What the task asks: Give again, word for word, every line below from the one that has "Query: black baseball cap" through the one that has "Q: Point to every instance of the adobe", both included, and no others.

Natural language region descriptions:
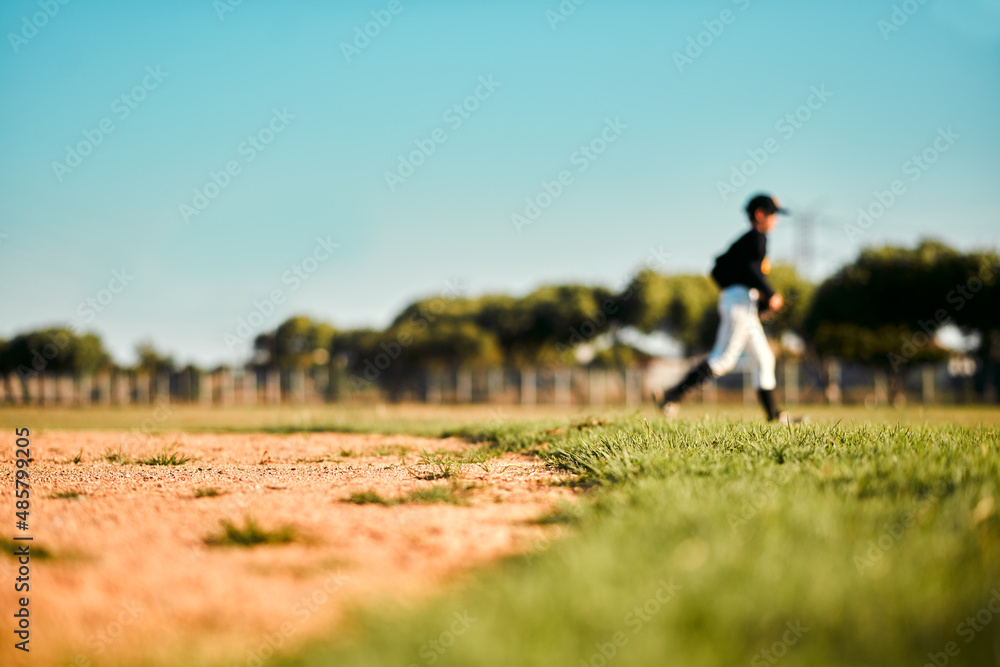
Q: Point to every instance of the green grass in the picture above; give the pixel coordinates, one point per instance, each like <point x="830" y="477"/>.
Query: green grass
<point x="451" y="494"/>
<point x="877" y="530"/>
<point x="115" y="456"/>
<point x="879" y="540"/>
<point x="439" y="493"/>
<point x="250" y="535"/>
<point x="368" y="498"/>
<point x="167" y="457"/>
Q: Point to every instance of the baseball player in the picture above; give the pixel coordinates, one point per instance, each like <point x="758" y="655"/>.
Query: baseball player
<point x="741" y="274"/>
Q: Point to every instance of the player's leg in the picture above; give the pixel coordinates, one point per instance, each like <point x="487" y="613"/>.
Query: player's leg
<point x="763" y="357"/>
<point x="729" y="342"/>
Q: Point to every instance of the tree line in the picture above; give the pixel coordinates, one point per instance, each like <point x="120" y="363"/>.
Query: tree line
<point x="883" y="309"/>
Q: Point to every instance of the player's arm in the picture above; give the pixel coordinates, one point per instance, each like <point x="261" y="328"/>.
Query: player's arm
<point x="759" y="267"/>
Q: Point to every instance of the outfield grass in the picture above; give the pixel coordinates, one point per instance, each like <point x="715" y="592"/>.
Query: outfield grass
<point x="428" y="420"/>
<point x="711" y="542"/>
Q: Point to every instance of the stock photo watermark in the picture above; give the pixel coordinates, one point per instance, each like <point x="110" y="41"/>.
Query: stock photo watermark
<point x="894" y="531"/>
<point x="968" y="630"/>
<point x="779" y="649"/>
<point x="223" y="7"/>
<point x="87" y="311"/>
<point x="714" y="28"/>
<point x="101" y="641"/>
<point x="32" y="23"/>
<point x="455" y="116"/>
<point x="301" y="612"/>
<point x="787" y="126"/>
<point x="914" y="168"/>
<point x="562" y="13"/>
<point x="122" y="107"/>
<point x="899" y="17"/>
<point x="958" y="298"/>
<point x="248" y="149"/>
<point x="656" y="259"/>
<point x="582" y="158"/>
<point x="432" y="651"/>
<point x="635" y="620"/>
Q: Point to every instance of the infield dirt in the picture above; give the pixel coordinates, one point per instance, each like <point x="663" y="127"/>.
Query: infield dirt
<point x="132" y="574"/>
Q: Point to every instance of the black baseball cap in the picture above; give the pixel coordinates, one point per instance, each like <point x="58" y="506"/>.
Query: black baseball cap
<point x="766" y="203"/>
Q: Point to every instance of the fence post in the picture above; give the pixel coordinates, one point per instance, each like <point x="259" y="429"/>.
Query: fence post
<point x="142" y="388"/>
<point x="529" y="386"/>
<point x="494" y="385"/>
<point x="433" y="388"/>
<point x="927" y="383"/>
<point x="563" y="394"/>
<point x="791" y="382"/>
<point x="123" y="393"/>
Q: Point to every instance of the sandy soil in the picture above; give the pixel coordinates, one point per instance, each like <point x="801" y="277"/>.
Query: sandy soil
<point x="133" y="577"/>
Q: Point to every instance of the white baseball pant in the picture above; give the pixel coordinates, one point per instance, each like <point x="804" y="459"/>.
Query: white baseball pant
<point x="740" y="329"/>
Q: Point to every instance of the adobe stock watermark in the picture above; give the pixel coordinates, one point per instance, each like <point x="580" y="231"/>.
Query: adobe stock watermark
<point x="263" y="309"/>
<point x="698" y="44"/>
<point x="562" y="13"/>
<point x="779" y="649"/>
<point x="634" y="620"/>
<point x="122" y="107"/>
<point x="455" y="116"/>
<point x="914" y="168"/>
<point x="363" y="35"/>
<point x="420" y="320"/>
<point x="787" y="126"/>
<point x="968" y="629"/>
<point x="31" y="24"/>
<point x="582" y="158"/>
<point x="899" y="17"/>
<point x="248" y="149"/>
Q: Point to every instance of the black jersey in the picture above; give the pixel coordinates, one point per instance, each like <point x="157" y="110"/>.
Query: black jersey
<point x="745" y="263"/>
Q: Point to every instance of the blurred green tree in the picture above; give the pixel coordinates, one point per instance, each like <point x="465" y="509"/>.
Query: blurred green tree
<point x="886" y="306"/>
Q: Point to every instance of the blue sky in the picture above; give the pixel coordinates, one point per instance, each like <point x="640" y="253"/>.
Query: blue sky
<point x="343" y="123"/>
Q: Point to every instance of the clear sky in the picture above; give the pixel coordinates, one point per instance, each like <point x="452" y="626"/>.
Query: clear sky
<point x="310" y="127"/>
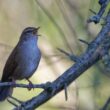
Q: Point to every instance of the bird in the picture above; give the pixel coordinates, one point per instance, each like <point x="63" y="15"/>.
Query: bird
<point x="22" y="62"/>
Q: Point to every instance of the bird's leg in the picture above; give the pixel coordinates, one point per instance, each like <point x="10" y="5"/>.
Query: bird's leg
<point x="17" y="100"/>
<point x="30" y="84"/>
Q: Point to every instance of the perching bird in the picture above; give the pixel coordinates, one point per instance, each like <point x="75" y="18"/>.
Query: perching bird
<point x="23" y="61"/>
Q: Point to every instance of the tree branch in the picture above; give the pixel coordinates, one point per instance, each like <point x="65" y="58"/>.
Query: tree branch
<point x="13" y="84"/>
<point x="86" y="60"/>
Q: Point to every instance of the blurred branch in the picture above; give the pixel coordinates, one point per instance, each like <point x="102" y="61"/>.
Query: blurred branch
<point x="92" y="55"/>
<point x="71" y="56"/>
<point x="98" y="16"/>
<point x="55" y="24"/>
<point x="105" y="107"/>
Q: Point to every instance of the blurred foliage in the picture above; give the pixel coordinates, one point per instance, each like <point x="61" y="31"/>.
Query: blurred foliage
<point x="62" y="23"/>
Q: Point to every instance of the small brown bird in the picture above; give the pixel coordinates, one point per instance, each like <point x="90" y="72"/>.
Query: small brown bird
<point x="23" y="61"/>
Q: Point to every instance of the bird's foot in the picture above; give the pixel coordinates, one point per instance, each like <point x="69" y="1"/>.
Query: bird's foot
<point x="50" y="88"/>
<point x="31" y="86"/>
<point x="11" y="100"/>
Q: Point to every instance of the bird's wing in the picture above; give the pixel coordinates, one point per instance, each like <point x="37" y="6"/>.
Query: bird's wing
<point x="10" y="66"/>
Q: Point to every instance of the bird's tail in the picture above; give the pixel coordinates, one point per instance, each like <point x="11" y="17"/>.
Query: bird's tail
<point x="5" y="92"/>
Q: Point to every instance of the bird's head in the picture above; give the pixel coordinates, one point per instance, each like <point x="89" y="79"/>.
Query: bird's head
<point x="29" y="31"/>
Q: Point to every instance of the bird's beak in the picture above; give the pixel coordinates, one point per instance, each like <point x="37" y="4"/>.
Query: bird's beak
<point x="36" y="30"/>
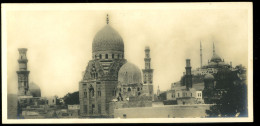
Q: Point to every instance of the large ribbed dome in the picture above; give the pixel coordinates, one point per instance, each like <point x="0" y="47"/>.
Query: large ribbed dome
<point x="129" y="74"/>
<point x="107" y="39"/>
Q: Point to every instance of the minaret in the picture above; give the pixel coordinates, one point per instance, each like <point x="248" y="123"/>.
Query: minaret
<point x="23" y="73"/>
<point x="107" y="19"/>
<point x="158" y="91"/>
<point x="188" y="75"/>
<point x="213" y="49"/>
<point x="200" y="55"/>
<point x="148" y="74"/>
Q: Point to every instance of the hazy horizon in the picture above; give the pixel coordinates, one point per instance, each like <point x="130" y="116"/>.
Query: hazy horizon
<point x="59" y="42"/>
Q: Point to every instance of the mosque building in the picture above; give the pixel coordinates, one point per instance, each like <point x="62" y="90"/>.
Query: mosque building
<point x="194" y="83"/>
<point x="214" y="64"/>
<point x="110" y="81"/>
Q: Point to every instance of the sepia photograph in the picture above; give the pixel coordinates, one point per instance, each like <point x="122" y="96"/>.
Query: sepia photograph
<point x="127" y="62"/>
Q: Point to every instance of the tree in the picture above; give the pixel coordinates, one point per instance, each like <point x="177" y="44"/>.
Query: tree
<point x="233" y="102"/>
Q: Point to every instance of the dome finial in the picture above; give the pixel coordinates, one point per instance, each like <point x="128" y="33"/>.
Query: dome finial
<point x="107" y="19"/>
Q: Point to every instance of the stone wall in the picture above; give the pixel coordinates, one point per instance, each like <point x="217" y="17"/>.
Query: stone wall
<point x="169" y="111"/>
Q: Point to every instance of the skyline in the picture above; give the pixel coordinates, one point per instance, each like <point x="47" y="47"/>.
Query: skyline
<point x="59" y="47"/>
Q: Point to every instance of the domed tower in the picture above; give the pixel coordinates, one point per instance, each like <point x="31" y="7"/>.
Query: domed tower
<point x="209" y="81"/>
<point x="23" y="73"/>
<point x="98" y="85"/>
<point x="148" y="74"/>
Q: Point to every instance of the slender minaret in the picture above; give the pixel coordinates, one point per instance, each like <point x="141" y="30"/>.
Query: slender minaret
<point x="107" y="19"/>
<point x="213" y="49"/>
<point x="148" y="74"/>
<point x="158" y="91"/>
<point x="23" y="73"/>
<point x="188" y="75"/>
<point x="200" y="55"/>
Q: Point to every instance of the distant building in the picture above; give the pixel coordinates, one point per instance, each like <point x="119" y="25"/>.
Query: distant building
<point x="214" y="64"/>
<point x="148" y="74"/>
<point x="184" y="95"/>
<point x="23" y="73"/>
<point x="52" y="100"/>
<point x="73" y="111"/>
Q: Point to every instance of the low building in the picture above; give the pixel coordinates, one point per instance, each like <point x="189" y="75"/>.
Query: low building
<point x="169" y="111"/>
<point x="73" y="111"/>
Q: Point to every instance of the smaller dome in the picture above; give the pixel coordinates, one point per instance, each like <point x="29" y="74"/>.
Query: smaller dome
<point x="215" y="58"/>
<point x="212" y="64"/>
<point x="208" y="77"/>
<point x="129" y="74"/>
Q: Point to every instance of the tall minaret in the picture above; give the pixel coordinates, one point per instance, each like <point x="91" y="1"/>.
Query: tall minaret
<point x="23" y="73"/>
<point x="188" y="76"/>
<point x="200" y="55"/>
<point x="148" y="74"/>
<point x="213" y="49"/>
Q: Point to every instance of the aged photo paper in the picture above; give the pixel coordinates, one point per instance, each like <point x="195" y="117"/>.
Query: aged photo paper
<point x="127" y="62"/>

Task solution:
Query: black baseball cap
<point x="766" y="203"/>
Q: Point to every instance of the fence post in the picture above; give the pixel coordinates, one point per instance, each like <point x="259" y="429"/>.
Query: fence post
<point x="142" y="388"/>
<point x="529" y="386"/>
<point x="494" y="385"/>
<point x="433" y="388"/>
<point x="927" y="383"/>
<point x="563" y="394"/>
<point x="791" y="382"/>
<point x="123" y="393"/>
Q: Point to every instance of the sandy soil in the picture above; give the pixel coordinates, one point per instance, each like <point x="801" y="277"/>.
Query: sandy soil
<point x="133" y="577"/>
Q: Point to every instance of the white baseball pant in the picture above; give the pixel coordinates, one point per instance, each like <point x="804" y="459"/>.
Query: white baseball pant
<point x="740" y="329"/>
Q: Point to every instance of the adobe stock watermark in the picture above; give the pixel coordinates, one point per instance, each like <point x="580" y="231"/>.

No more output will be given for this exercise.